WHAT IS NEEDED.
All records should be written out again exactly.

[Referring expression pointing data]
Start of Block

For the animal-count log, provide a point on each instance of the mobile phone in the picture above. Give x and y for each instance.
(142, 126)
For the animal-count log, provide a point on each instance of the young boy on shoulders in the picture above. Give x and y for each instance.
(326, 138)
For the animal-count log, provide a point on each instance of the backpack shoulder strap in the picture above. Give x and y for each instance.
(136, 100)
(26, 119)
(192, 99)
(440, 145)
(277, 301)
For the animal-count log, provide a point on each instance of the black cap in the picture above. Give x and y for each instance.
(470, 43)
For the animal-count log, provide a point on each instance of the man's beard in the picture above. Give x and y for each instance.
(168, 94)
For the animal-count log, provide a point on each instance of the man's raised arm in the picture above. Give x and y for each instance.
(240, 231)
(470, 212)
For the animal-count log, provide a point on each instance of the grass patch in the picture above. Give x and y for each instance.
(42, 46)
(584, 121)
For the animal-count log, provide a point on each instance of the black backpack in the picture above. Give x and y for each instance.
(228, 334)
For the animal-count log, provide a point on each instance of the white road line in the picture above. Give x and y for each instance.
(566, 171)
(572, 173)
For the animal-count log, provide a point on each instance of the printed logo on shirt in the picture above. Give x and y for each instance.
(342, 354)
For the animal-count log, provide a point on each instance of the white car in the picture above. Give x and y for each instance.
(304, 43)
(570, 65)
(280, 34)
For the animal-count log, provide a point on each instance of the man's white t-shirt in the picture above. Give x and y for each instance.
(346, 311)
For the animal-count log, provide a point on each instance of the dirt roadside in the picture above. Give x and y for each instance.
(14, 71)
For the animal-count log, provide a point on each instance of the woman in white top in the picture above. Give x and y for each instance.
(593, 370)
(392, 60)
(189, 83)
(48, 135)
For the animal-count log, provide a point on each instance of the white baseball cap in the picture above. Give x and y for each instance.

End of Block

TASK ANSWER.
For the animal-count log, provide a point on each instance of the mobile phone in the picture above. Give x and y for each instance.
(142, 126)
For the animal-count log, provide a point on each instance of the young boy on shoulders in the picture above. Give x and y for each instance.
(326, 138)
For the animal-count log, provide a point on each instance of the backpack shoulder strap in the picture above. Give x and y for each instance.
(136, 100)
(26, 119)
(192, 99)
(440, 145)
(277, 301)
For the animal-count log, provide a point on each instance of the black cap in the picture above. Give x and y for each instance.
(470, 43)
For the animal-count log, provide a point on each instance of the man's beard in the picture above. Give x and y for each instance.
(168, 94)
For the animal-count log, provide a point on each instance of the man's raised arm in the picture above. Give x and y for each instance.
(240, 231)
(470, 212)
For the animal-count log, provide a point on each instance of the grass patch in the picture above. Give x and y for each instance.
(42, 46)
(584, 121)
For the animal-count log, provide a point on each instance of the black backpack in the picture above. Give x and y for each instance.
(228, 334)
For the animal-count log, provide a point on each instance of the white road line in the picture above. Give x and y for each instance.
(566, 171)
(572, 173)
For the animal-count log, provide a point on each instance of the printed logo on shirt in the picture above. Give x and y for each instance.
(342, 354)
For the animal-count log, provide a point on each instance of the white car in the picture above. Give x and y for each instance.
(304, 43)
(570, 65)
(280, 34)
For the animal-count log, provide a point on each instance of the man's white t-shirt in the picture above. Give x and y for each instance.
(346, 311)
For the animal-count log, provide a point on each instance of the dirt roadside in the picture above. Give x and y for each instance.
(14, 71)
For the animal-count log, provide a point on each instance of the woman in white top in the picture above. Give x and y for each instance.
(593, 370)
(392, 60)
(189, 83)
(48, 135)
For the animal-count log, provide a point on each instance of the white baseball cap in the picture above. Give x and y for each instance.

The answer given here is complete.